* [Task]: Write out the zenodo.yaml field documentation word for word, from "Documentation of the" to "for production uploads.".

* [Document text]:

►

Documentation of the fields in the zenodo.yaml configuration file:

path_record_id: A TXT file containing the record ID of the most recent version of the resource on Zenodo. This file is updated by the stepup sync-zenodo script. You should not need to modify it unless you created or discarded new records manually through the Zenodo web interface. It is recommended to commit this file to the Git history. Changes to this file are not tracked by StepUp.
endpoint: If you want to test the upload without using the production Zenodo platform, use the sandbox endpoint. Remove the sandbox. prefix for production uploads.
path_token: The location of a text file with your Zenodo (sandbox) personal access token. If the token file is not present, the plan.py below will validate this file without uploading.

To create the token, go to the settings of your Zenodo account or Zenodo Sandbox account. Enable the deposit:actions and deposit:write scopes when creating a new token. Save the token immediately, as it cannot be retrieved later.
metadata: A section with metadata fields to describe the dataset on Zenodo.
- title: A short description of the dataset.
- keywords: A list of keywords to describe the dataset. (Optional)
- publisher: The name of the publisher of the dataset. (Optional)
- version: The version of your current data.
  
  Put the version number in quotes to prevent it from being interpreted as a floating-point number. Use semantic version numbers.
  
  If you have published the dataset, only metadata of the published versions can be updated, but not the files. If you want to upload newer files, you can increment this version number. The stepup sync-zenodo script will create a new version for you on Zenodo, which stays in draft mode until you manually publish it through the Zenodo web interface.
- copyright: A copyright statement describing the ownership of the dataset. (Optional)
- license: Lowercase license SPDX identifier. The list of licenses supported by Zenodo (and their identifiers) can be found in SPDX License list.
- resource_type Select one of:
  - audio
  - dataset
  - event
  - image
  - image-diagram
  - image-drawing
  - image-figure
  - image-other
  - image-photo
  - image-plot
  - lesson
  - model
  - other
  - physicalobject
  - poster
  - presentation
  - publication
  - publication-annotationcollection
  - publication-article
  - publication-book
  - publication-conferencepaper
  - publication-conferenceproceeding
  - publication-datamanagementplan
  - publication-datapaper
  - publication-deliverable
  - publication-dissertation
  - publication-journal
  - publication-milestone
  - publication-other
  - publication-patent
  - publication-peerreview
  - publication-preprint
  - publication-proposal
  - publication-report
  - publication-section
  - publication-softwaredocumentation
  - publication-standard
  - publication-taxonomictreatment
  - publication-technicalnote
  - publication-thesis
  - publication-workingpaper
  - software
  - software-computationalnotebook
  - video
  - workflow
- creators: List one or more creators of the data.
  - family_name: The last name(s) of a creator.
  - given_name: The first name(s) of a creator.
  - identifiers: A dictionary with identifiers of the creator. The only supported identifier are orcid and isni.
  - affiliations The list of affiliations of the creator. Each affiliation is a dictionary with either a ror or name field.

◄

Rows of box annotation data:
►

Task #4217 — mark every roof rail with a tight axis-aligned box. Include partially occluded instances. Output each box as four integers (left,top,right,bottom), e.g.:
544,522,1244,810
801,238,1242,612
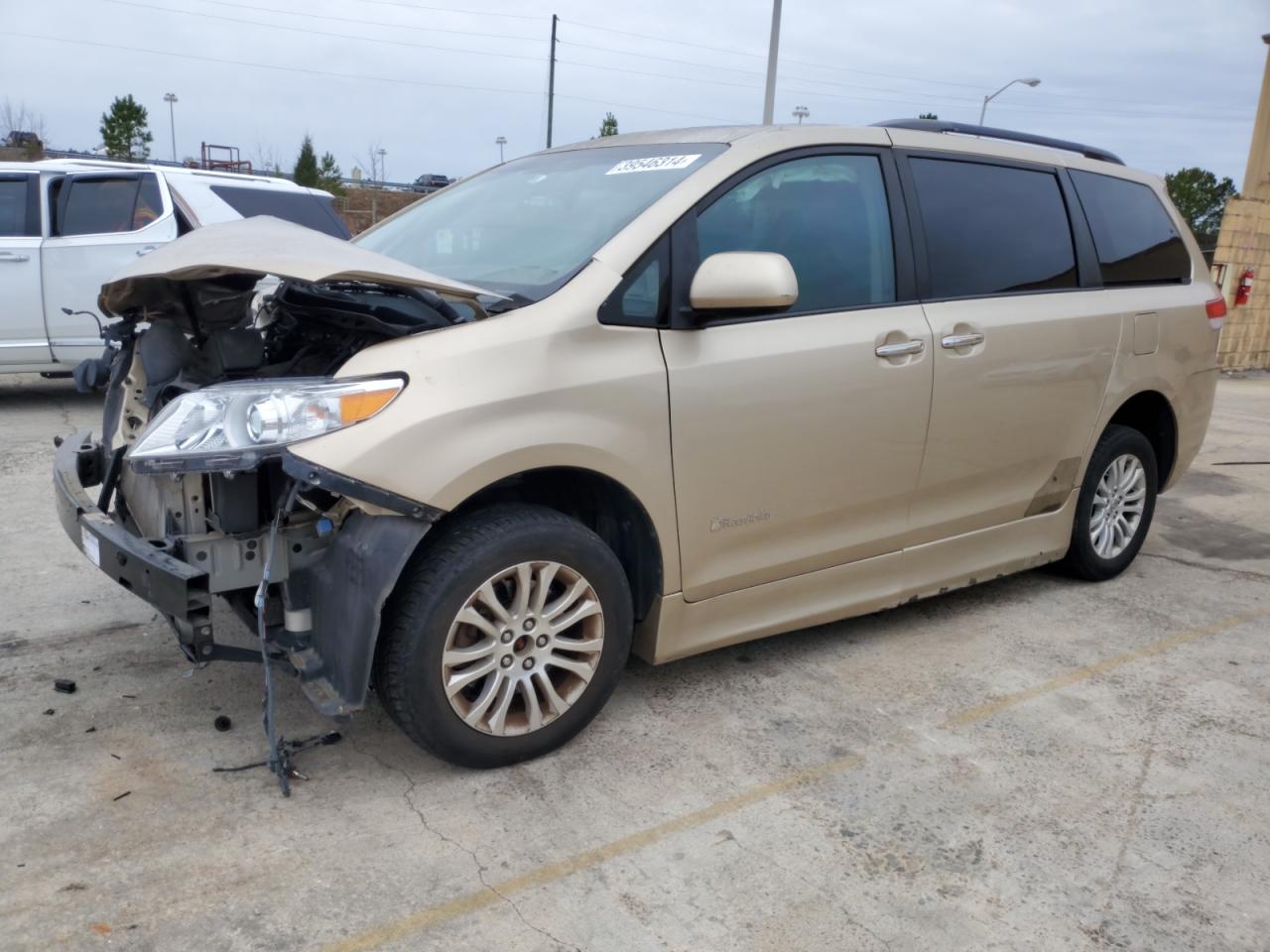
874,119,1124,165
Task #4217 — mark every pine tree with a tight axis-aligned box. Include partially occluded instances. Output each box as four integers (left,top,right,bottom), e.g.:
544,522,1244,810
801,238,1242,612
101,92,154,160
291,136,318,187
318,153,344,195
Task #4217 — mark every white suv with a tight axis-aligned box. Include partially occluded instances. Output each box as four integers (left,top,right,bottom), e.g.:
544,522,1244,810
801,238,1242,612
0,159,348,373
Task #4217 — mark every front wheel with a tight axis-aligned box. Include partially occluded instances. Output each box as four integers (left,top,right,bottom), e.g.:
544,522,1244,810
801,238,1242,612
377,505,632,768
1060,424,1157,581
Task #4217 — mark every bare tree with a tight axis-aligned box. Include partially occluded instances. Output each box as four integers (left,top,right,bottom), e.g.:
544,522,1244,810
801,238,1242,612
0,96,49,144
353,139,384,187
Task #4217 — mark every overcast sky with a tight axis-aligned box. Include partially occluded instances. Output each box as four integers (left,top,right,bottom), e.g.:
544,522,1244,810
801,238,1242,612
0,0,1270,185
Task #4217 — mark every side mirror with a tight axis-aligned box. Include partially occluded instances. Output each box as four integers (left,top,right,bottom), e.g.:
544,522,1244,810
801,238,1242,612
689,251,798,311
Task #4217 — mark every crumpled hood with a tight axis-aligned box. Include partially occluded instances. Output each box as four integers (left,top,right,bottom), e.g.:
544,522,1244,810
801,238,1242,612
98,214,502,314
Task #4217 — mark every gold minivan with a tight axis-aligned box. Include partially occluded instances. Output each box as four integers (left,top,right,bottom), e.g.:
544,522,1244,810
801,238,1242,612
55,121,1225,767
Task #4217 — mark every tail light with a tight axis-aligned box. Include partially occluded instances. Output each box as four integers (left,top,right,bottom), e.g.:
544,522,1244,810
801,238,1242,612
1234,268,1256,307
1204,298,1225,330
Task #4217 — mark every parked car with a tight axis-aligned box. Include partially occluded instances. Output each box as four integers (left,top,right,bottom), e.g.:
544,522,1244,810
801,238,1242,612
0,159,348,373
410,176,449,194
55,122,1224,767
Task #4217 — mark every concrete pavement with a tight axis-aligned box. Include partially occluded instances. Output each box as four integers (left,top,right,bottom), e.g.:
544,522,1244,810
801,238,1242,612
0,376,1270,952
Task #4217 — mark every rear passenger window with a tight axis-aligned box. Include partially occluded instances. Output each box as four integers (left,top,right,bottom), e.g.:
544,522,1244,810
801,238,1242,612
210,185,348,239
1071,169,1192,287
0,177,27,237
698,155,895,313
909,159,1077,298
58,173,163,235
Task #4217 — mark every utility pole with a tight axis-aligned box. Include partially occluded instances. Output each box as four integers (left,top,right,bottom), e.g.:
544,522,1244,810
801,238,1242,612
763,0,781,126
163,92,177,162
548,14,560,149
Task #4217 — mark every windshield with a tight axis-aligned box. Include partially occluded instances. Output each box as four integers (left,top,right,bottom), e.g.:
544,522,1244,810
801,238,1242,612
354,142,725,302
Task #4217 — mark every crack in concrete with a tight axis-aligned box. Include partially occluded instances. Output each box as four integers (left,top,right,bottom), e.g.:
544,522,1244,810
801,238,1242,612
1138,552,1270,581
348,738,583,952
1097,708,1160,937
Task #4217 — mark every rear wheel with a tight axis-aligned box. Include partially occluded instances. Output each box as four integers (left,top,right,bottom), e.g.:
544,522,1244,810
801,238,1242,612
377,505,631,767
1060,424,1157,581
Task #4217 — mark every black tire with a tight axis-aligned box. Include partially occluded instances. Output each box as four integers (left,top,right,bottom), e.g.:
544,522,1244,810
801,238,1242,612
376,504,632,768
1056,424,1158,581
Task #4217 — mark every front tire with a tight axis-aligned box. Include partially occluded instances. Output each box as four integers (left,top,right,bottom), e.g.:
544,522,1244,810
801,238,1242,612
1058,424,1158,581
376,505,632,768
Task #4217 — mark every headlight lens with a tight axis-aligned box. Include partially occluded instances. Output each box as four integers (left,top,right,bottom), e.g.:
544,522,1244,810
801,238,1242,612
127,377,405,472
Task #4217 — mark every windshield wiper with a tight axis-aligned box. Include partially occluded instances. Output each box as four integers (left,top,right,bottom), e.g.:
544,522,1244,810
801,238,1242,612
482,292,535,317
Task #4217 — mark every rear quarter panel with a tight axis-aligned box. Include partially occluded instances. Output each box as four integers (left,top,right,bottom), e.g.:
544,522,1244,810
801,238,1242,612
1072,173,1220,491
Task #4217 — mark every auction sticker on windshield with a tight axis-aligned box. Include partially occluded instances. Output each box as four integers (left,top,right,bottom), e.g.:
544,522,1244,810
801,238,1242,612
604,153,701,176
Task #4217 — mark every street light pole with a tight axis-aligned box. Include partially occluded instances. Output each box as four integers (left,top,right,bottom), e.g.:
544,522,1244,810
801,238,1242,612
763,0,781,126
163,92,177,162
979,78,1040,126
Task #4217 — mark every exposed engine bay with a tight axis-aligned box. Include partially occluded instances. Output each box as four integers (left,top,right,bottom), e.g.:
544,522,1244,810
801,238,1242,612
54,218,517,790
78,274,472,685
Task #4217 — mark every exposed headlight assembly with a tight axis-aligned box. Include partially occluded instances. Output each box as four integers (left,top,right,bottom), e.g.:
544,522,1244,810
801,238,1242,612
127,377,405,473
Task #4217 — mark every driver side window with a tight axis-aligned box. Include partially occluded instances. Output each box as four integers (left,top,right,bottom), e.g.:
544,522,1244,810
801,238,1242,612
698,155,895,313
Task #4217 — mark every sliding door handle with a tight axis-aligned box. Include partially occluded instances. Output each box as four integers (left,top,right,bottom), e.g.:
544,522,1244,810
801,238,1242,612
874,340,926,357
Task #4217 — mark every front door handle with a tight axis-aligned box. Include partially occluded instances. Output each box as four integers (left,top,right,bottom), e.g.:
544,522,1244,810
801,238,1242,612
940,334,983,350
874,340,926,357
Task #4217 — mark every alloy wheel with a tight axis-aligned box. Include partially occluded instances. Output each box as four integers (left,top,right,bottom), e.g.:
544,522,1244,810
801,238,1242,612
441,561,604,736
1089,453,1147,558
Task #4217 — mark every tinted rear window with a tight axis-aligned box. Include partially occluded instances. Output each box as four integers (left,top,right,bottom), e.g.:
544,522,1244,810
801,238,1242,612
58,173,163,235
212,185,348,239
1071,169,1192,287
909,159,1077,298
0,178,27,237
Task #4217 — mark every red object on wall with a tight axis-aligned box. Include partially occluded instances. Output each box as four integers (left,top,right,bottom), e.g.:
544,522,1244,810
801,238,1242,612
1234,268,1256,307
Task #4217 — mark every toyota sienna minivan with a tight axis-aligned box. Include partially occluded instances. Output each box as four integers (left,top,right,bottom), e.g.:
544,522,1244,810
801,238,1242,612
55,121,1225,767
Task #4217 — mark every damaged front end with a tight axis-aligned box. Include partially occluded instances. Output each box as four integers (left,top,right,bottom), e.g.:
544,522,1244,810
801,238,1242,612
54,219,485,716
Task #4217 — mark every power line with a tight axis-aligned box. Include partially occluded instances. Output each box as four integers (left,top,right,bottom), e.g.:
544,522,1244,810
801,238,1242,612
5,31,735,123
185,0,540,42
105,0,541,62
361,0,543,23
564,20,1239,112
559,54,1237,121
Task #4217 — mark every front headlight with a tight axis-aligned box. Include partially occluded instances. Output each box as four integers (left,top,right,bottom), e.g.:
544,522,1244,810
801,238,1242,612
127,377,405,472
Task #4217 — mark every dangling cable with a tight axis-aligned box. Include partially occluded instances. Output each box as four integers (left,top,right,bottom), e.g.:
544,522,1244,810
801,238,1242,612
255,480,300,797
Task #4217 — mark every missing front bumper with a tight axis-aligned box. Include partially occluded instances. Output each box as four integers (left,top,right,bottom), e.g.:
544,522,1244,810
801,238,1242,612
54,432,441,715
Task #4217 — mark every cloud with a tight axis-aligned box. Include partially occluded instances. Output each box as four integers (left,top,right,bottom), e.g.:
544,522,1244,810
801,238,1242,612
0,0,1266,182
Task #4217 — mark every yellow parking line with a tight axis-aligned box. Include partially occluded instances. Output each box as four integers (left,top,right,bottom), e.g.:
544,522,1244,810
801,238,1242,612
312,607,1270,952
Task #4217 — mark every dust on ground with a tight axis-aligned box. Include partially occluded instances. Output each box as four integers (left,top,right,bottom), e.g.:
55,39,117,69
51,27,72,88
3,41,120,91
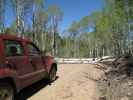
28,64,103,100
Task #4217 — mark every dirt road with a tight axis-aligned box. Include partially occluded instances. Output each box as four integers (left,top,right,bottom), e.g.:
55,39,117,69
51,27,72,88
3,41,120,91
28,64,102,100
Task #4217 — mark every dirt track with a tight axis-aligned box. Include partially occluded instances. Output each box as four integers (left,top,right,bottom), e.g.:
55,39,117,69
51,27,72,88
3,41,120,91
28,64,102,100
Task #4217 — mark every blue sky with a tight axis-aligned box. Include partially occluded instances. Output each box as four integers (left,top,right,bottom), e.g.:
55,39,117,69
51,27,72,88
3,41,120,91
46,0,103,32
5,0,103,32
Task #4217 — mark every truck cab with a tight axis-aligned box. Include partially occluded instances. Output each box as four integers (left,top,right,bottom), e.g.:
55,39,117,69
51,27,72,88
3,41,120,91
0,35,57,100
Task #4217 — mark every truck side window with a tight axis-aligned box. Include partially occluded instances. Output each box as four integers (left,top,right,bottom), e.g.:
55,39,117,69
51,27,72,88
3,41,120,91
4,40,24,56
28,44,40,55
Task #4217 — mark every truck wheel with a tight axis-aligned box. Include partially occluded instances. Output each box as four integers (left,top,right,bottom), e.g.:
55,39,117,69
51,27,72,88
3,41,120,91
0,83,14,100
49,67,57,82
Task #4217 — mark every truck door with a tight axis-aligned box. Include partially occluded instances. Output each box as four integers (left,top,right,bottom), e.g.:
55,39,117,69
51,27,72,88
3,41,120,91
27,43,46,81
4,40,34,88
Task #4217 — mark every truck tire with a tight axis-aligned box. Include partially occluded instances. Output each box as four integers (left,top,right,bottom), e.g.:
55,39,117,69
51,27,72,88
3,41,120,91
0,83,14,100
48,66,57,82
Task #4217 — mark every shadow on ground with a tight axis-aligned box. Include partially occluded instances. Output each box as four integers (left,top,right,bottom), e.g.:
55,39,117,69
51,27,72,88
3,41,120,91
15,76,59,100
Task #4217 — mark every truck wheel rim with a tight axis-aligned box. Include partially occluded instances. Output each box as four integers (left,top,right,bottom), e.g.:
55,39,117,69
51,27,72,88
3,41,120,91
0,88,13,100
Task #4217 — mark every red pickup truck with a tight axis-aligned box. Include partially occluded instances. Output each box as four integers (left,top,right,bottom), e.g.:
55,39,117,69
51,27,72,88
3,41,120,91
0,35,57,100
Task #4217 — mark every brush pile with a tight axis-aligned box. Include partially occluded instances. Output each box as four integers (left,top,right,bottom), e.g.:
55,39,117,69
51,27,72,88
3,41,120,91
98,54,133,100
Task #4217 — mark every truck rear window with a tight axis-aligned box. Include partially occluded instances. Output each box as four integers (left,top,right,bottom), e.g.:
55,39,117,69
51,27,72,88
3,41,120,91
4,40,24,56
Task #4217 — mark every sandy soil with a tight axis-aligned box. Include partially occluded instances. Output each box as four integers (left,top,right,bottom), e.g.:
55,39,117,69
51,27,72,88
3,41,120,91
28,64,103,100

◄

* [Task response]:
Documentation of the fields in the zenodo.yaml configuration file:

path_record_id: A TXT file containing the record ID of the most recent version of the resource on Zenodo. This file is updated by the stepup sync-zenodo script. You should not need to modify it unless you created or discarded new records manually through the Zenodo web interface. It is recommended to commit this file to the Git history. Changes to this file are not tracked by StepUp.
endpoint: If you want to test the upload without using the production Zenodo platform, use the sandbox endpoint. Remove the sandbox. prefix for production uploads.